◆ Work task
Where does the word "shirt" occur in the material? Copy each line that has it.

===== Data shown

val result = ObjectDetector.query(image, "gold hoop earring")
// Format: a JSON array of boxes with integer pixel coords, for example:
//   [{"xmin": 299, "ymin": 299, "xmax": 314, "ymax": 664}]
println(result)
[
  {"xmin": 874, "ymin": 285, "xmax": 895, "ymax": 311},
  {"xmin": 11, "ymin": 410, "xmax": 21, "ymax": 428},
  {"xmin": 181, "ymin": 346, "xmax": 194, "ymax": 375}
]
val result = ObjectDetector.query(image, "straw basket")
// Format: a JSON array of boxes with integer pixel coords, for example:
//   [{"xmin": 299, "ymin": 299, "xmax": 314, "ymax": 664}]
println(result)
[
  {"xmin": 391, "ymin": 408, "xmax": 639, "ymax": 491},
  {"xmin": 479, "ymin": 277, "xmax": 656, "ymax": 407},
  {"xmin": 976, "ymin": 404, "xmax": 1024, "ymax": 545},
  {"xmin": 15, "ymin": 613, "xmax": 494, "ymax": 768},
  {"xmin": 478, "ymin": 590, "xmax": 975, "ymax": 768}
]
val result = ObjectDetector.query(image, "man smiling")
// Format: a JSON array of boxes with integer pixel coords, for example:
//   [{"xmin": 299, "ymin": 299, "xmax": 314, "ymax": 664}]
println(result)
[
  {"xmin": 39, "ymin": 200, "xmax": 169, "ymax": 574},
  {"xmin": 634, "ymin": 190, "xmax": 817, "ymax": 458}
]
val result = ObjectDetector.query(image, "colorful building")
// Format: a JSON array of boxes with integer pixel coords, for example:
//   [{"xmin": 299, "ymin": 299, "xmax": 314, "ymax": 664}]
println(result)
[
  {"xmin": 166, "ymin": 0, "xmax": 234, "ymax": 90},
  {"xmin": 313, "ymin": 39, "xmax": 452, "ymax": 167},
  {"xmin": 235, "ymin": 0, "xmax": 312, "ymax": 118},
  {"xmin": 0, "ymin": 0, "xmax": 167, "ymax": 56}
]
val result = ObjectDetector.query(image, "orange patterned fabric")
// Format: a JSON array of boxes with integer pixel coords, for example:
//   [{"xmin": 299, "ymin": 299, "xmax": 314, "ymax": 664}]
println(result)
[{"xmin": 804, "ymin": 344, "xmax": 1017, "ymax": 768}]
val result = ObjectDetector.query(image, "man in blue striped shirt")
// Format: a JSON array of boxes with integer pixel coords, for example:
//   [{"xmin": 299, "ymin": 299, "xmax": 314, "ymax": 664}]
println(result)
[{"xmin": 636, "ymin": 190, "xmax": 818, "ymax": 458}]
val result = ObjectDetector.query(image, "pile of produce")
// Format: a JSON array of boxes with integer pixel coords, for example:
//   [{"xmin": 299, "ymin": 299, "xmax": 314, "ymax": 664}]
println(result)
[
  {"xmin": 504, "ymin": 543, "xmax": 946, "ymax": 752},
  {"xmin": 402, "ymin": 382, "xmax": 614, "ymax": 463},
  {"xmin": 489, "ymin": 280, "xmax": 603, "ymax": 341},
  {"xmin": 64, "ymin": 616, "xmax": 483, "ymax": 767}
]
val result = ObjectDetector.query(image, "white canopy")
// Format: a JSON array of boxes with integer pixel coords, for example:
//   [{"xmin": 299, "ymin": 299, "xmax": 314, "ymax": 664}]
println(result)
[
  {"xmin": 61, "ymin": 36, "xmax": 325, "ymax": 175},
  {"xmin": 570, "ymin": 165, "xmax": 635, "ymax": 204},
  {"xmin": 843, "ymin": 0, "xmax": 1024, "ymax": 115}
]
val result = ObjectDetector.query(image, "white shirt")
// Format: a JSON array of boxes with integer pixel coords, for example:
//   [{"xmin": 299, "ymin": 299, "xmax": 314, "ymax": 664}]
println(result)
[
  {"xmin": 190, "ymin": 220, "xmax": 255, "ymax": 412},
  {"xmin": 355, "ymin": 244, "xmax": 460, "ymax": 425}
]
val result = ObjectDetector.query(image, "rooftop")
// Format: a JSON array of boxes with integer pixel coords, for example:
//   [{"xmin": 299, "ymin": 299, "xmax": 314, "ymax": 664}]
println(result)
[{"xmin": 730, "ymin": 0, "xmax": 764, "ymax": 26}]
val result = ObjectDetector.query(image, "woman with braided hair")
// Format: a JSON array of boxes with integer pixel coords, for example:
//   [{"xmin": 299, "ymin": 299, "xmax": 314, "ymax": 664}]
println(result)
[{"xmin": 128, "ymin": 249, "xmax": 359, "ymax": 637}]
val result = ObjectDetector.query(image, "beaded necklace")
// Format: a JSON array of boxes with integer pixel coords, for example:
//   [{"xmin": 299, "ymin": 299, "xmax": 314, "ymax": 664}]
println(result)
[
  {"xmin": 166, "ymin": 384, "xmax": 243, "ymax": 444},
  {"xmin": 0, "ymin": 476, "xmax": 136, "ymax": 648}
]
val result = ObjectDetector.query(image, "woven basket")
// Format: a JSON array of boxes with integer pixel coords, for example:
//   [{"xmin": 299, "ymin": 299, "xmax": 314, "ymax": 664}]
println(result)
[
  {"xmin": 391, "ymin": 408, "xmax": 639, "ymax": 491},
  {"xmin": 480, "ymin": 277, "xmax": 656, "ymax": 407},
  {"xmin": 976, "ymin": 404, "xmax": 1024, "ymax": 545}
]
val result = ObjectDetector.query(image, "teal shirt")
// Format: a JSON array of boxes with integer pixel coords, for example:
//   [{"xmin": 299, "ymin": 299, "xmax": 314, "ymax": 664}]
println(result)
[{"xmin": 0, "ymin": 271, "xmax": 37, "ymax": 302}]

==========

◆ Response to the exercise
val result = ObjectDetector.query(image, "man in blue striped shirt")
val result = ObjectDetector.query(image, "white shirt")
val result = ObjectDetector.query(image, "teal shirt")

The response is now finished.